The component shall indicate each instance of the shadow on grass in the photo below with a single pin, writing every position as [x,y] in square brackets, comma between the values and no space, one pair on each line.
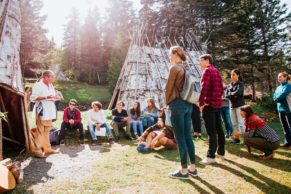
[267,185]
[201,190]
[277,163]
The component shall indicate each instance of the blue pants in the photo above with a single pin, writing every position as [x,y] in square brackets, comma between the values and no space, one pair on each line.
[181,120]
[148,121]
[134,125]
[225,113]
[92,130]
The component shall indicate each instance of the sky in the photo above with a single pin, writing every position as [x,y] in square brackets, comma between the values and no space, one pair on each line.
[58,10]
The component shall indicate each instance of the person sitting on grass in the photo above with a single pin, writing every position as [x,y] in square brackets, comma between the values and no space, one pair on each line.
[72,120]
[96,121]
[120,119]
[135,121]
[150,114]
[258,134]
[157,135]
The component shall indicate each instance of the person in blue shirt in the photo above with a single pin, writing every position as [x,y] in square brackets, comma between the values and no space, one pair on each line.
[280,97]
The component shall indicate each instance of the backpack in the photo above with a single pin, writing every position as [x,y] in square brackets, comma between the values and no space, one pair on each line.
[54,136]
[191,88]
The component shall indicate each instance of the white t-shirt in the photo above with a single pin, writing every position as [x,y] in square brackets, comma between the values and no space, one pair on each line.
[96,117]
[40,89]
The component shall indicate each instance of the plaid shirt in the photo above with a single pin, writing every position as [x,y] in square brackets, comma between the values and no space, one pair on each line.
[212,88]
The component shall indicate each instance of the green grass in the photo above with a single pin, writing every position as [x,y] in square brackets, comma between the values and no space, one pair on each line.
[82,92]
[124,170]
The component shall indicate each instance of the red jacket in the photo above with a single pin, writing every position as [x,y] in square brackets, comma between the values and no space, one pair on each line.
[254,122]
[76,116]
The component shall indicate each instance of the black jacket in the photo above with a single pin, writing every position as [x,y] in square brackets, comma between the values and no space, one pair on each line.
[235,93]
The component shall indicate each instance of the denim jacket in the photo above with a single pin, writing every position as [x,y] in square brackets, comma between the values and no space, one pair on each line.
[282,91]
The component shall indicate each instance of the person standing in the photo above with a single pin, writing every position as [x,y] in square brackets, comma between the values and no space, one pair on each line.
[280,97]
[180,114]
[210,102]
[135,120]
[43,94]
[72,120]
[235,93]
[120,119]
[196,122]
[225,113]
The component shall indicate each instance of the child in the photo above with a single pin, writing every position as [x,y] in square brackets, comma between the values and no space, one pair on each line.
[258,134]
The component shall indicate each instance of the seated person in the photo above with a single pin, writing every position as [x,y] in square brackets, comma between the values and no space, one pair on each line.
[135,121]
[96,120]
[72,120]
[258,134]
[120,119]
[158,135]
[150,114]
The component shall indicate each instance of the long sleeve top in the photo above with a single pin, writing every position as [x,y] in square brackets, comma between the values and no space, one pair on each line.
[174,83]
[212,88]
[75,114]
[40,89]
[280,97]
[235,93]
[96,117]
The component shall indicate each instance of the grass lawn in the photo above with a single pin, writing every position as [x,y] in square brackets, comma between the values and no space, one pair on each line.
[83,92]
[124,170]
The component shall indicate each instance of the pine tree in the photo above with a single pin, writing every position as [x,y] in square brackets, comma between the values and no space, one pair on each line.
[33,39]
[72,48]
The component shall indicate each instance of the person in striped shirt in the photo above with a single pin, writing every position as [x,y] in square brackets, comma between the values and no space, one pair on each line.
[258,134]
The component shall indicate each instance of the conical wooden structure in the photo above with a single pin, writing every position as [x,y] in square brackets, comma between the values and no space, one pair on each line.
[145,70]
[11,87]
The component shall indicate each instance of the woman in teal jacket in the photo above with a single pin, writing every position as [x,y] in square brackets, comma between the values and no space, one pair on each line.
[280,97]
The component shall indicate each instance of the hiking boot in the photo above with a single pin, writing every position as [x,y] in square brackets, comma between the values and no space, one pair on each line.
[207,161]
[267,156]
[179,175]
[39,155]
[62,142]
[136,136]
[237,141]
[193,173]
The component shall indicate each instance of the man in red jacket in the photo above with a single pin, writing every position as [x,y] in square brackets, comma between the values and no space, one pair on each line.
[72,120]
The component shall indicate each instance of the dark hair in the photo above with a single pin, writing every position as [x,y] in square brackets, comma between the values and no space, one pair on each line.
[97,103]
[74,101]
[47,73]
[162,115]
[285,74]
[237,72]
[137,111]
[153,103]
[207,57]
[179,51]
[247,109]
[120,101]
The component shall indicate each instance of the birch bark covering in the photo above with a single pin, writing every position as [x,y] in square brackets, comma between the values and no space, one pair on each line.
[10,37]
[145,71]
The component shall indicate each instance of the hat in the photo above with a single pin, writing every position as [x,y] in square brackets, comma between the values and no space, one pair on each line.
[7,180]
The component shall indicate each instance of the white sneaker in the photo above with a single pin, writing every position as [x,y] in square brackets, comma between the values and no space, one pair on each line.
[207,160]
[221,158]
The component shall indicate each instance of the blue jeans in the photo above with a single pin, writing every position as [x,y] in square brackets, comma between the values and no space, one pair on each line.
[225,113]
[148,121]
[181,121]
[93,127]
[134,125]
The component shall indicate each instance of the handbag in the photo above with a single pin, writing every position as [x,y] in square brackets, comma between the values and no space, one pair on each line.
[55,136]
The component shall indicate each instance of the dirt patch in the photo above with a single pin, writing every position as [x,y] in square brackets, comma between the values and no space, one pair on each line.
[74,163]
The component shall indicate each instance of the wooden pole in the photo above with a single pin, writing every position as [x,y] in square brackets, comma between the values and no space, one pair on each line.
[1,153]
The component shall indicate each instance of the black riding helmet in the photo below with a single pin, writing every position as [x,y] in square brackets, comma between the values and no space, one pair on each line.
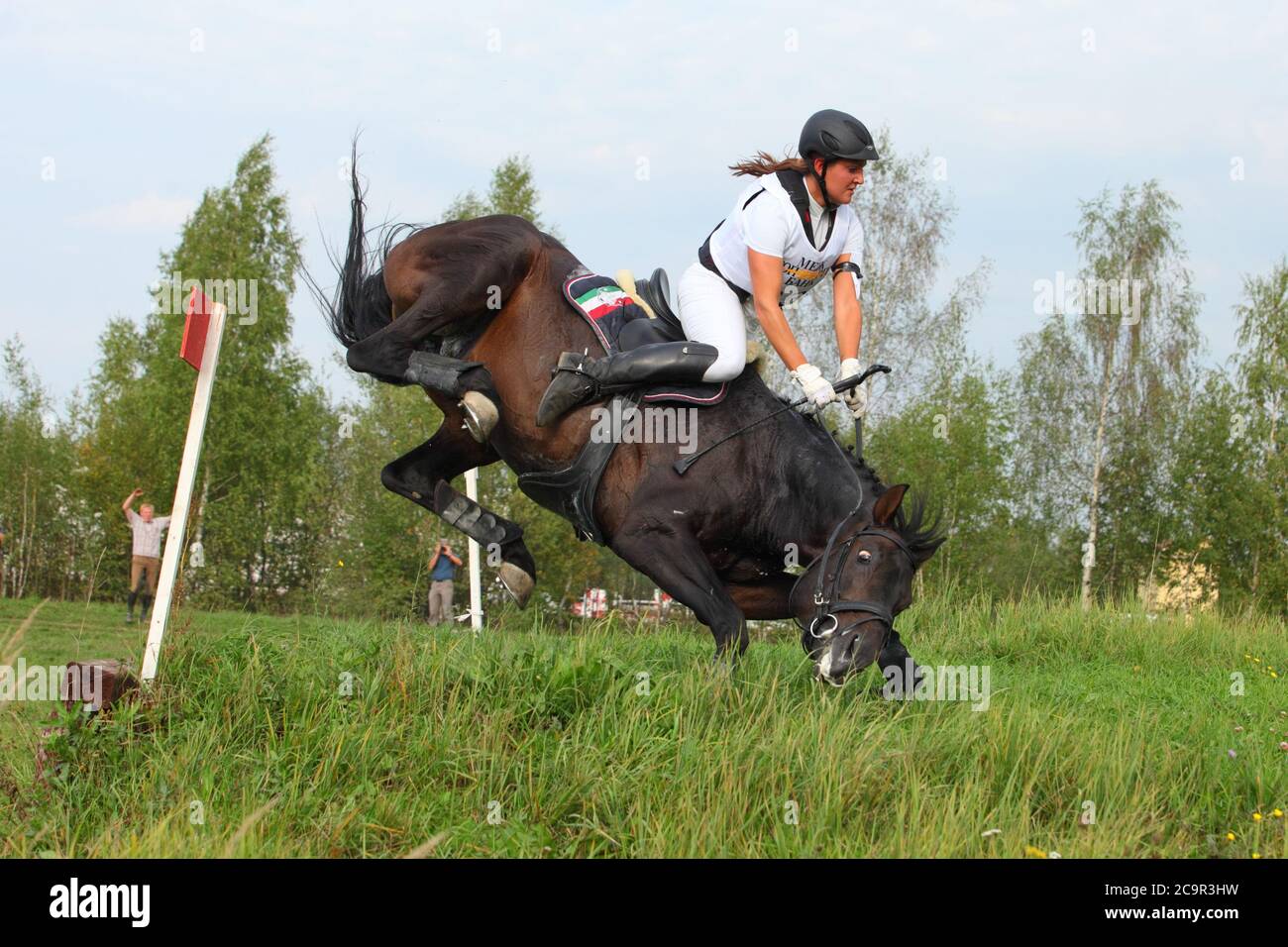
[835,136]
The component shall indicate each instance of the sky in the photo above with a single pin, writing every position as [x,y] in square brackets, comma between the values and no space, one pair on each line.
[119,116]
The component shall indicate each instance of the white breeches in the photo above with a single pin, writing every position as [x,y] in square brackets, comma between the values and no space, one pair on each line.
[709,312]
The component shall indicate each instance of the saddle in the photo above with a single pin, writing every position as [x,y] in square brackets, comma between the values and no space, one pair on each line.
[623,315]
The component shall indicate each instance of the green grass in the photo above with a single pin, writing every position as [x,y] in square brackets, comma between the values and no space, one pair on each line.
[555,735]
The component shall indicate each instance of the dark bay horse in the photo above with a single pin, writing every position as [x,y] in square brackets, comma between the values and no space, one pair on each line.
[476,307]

****

# EXERCISE INSTRUCTIONS
Print only the lines from the one with "The component shall indicate each instance of the saddle" to the end of the records, both included.

# ANSWER FOR THIS EXERCISE
The component shall indicate each instance of the saddle in the photo above with a single pin, writing every position as [x,y] in square brackets, comma between the values and no space, one pair on each line.
[623,315]
The component shall indicate each instance of the green grass in the photo above with a single pin, writing every position as [x,y] in square brackets, comma between the values and no space, one pair on each line.
[555,735]
The component shall indicate each instance of the dark bay horse in the photo above with a single pin, writing every position as [x,y] in square brackets, comma between the values and no space, one pair on each line.
[476,307]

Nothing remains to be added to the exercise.